▶ Requirement 1:
In the Leeds season review below, list the goalkeepers the writer compared Meslier to at the end of the previous season.
▶ Requirement 2:
According to the Leeds season review below, why did Luke Ayling struggle this season?
▶ Requirement 3:
In the Leeds season review below, where did Leeds finish in 2020/21?

▶ Text excerpt:
______________________________

The Class of ‘22

The Class of ‘22

Season 2021/22 was even more memorable than the electrifying season that preceded it, yet few will remember it fondly. We were put through the wringer, went to hell and back, and sacked the most beautiful human being ever to walk our green and pleasant land, but it all led to a final day like none of us have experienced before. The Football Gods finally pulled through for us, offering some redemption for the behind-closed-doors era that stole the best period of our Leeds-supporting lives.

After finishing ninth in 2020/21, a 17th placed finish was a huge disappointment, and even worse was seeing Marcelo Bielsa’s blueprint torn up. At least his work was not in vain. Leeds are starting from scratch, probably without their two best players, but at least they do so as a Premier League club. So where did it all go wrong this season? The answers lie within the men that formed The Class of ’22…

The end of the 21/22 season at Elland Road. Another late goal taking our tally of injury time points earned to 15.

 

Illan Meslier

Last season – 7.43

This season – 6.92

(Average ratings taken from my own records)

At the end of last season I spoke of Meslier in the same bracket as Buffon, Casillas and Donnarumma, in a debate with myself about the greatest young goalkeeper I’d ever seen. A year on and you’d struggle to find many sane people speaking about Illan in the same breath as those legends of the game. Like his teammates he has struggled to hit the same high standards this time around, even so, my confidence in Meslier remains unshaken. Spiderboy has everything in his locker to rise to the very top, and we will be very lucky if he is still a Leeds player when he eventually develops into Spiderman.

 

Luke Ayling

Last season – 7.42

This season – 6.88

Coming off the back of a fantastic debut Premier League campaign, during which he forced himself onto the brink of the England squad, this has been a tough season for old Bill. ‘You don’t need 11 world-class players to win things, a handful will do if the rest are players like Ayling.’ My glowing words to finish his end-of-term report from last season perhaps point to the crux of his struggles this season. Without Phillips to pass to, Cooper alongside him or Bamford running the channels, Bill couldn’t carry the team on his own, although he did manage to on that crazy night at Molineaux when his heroics dragged us to a victory that was even more important than the three vital points it yielded. For me there should be no rush to replace Luke Ayling, he just needs better help.

 

Junior Firpo

Alioski – 6.97

Firpo – 6.50

Replacing Alioski in the dressing room was always going to be impossible but replacing him on the pitch should have been easy enough. The madcap Macedonian’s perpetual overlaps and underlaps were a huge help to Jack Harrison, who was constantly put in two vs one situations with the full-back, but defensively he could be suspect, and his final ball was always poor. A return of two goals and three assists in a thriving Bielsa team was under par, so a top-class left-back was a sure-fire way to take Leeds to the next level. Clearly Firpo has fallen well short of expectations. Signing players on their way down the football ladder should never be encouraged and Bielsa and Victor ought to have known better, or at least known that Firpo was a risk, yet he was the only left-back in the squad all season. He has looked unassured and lacking quality, and even if he deserves a second season another first team left-back has to be a top priority.

______________________________

▶ Material supplied:
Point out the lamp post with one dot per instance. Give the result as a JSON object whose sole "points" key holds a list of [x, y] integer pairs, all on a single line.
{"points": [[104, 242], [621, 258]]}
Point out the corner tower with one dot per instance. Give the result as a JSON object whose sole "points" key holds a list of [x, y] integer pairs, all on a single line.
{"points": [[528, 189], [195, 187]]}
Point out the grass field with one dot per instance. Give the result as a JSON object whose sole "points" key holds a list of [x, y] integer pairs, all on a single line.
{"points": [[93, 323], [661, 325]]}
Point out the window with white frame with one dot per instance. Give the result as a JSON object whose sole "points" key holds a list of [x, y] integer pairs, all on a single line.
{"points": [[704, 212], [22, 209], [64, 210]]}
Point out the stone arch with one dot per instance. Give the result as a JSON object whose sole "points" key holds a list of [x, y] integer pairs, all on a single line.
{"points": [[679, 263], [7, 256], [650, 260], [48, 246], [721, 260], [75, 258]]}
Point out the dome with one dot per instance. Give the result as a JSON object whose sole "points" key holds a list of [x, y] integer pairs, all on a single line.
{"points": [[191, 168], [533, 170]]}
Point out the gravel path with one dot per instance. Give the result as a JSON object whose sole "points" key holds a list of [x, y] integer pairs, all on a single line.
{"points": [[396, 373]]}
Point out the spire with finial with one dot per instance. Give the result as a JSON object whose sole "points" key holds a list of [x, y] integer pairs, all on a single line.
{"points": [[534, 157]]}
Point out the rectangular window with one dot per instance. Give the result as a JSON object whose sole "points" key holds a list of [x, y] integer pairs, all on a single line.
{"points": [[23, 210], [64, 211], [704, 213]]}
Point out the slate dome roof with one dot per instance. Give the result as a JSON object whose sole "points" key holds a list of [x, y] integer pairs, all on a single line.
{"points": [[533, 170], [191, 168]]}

______________________________

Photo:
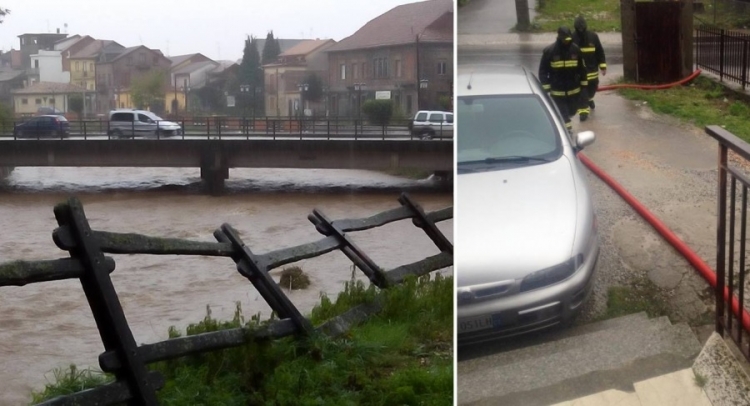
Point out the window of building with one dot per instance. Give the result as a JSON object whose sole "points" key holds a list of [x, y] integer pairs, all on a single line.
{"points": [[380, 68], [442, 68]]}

______________________________

▶ Task output 1:
Buffon, Casillas and Donnarumma

▶ Task output 2:
Ayling no longer had Phillips to pass to, Cooper alongside him or Bamford running the channels. Without that help, he could not carry the team on his own.

▶ Task output 3:
Ninth